* [What to do] Change "swim shorts" to "swim trunks" in the stretch from the line containing "Annotate every instance of the black swim" through the last of the lines below, and write out only that stretch with nothing else altered.

Position annotation lines

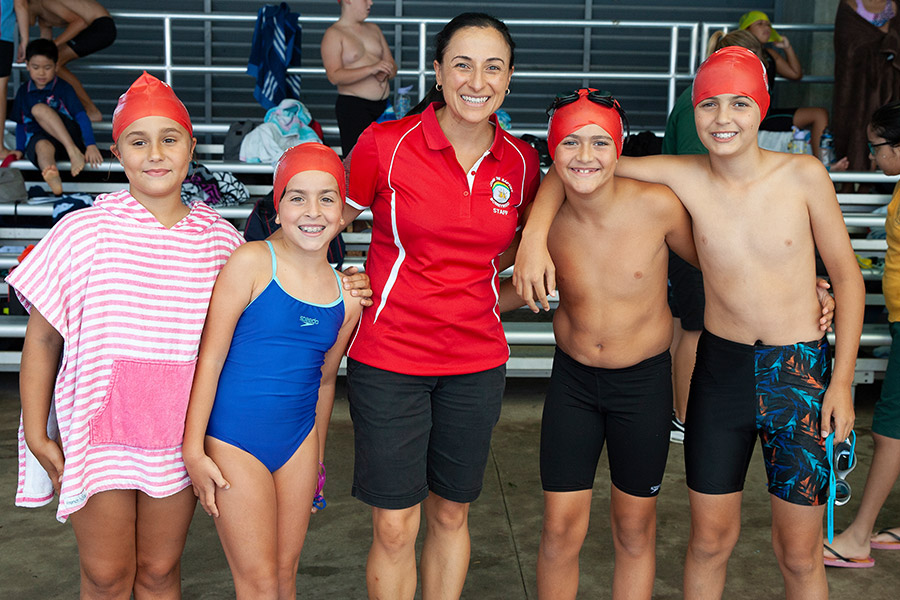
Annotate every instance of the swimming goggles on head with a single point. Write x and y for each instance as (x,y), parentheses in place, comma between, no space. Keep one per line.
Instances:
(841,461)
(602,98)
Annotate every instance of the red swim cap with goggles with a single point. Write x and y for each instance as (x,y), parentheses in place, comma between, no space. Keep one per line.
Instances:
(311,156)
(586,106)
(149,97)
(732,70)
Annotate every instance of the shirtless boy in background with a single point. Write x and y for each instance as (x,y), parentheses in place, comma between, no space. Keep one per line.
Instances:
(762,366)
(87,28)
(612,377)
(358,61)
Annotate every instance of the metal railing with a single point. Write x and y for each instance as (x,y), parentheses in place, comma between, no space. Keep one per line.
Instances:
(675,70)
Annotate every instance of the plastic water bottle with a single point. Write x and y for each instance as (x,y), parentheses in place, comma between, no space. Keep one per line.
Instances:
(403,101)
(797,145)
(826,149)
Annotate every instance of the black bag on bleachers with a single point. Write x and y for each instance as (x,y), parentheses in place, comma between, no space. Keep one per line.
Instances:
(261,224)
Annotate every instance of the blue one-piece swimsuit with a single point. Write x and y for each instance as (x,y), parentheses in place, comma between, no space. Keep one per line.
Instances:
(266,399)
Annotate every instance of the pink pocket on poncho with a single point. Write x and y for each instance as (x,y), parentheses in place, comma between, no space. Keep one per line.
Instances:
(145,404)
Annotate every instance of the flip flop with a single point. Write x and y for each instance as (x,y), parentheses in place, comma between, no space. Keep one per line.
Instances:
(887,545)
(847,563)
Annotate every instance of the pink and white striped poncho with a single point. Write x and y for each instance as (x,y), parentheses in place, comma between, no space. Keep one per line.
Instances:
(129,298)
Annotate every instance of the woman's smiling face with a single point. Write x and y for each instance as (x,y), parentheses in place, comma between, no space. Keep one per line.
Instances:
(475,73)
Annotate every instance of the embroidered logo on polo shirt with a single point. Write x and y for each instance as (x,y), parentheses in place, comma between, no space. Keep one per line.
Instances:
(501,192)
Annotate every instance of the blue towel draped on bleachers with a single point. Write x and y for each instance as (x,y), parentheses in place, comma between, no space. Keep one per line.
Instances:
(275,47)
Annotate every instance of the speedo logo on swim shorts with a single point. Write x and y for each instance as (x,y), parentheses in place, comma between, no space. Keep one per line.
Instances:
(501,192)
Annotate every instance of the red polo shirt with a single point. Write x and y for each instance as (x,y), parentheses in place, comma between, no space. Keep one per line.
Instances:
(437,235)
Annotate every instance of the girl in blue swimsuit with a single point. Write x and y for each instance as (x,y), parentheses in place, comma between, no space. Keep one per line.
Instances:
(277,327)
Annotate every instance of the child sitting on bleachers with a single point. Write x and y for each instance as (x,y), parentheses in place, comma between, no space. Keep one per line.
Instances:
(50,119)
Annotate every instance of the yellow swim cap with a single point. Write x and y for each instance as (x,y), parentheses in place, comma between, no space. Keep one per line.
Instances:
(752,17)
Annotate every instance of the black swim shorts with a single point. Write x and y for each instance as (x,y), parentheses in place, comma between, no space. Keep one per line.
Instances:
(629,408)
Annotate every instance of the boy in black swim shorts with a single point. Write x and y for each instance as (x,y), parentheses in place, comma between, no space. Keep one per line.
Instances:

* [The completed task]
Annotate every instance of the black swim trunks with a single point. Write x and y for each instance as (x,y), parentheses in place, comma between, no space. Keep one per line.
Instances:
(629,408)
Annotate every instance of the boy in black swim trunks with a single point. Write x and y for each instance as (x,y), parentheses in place, comma between, no space. Keep one per line.
Instances:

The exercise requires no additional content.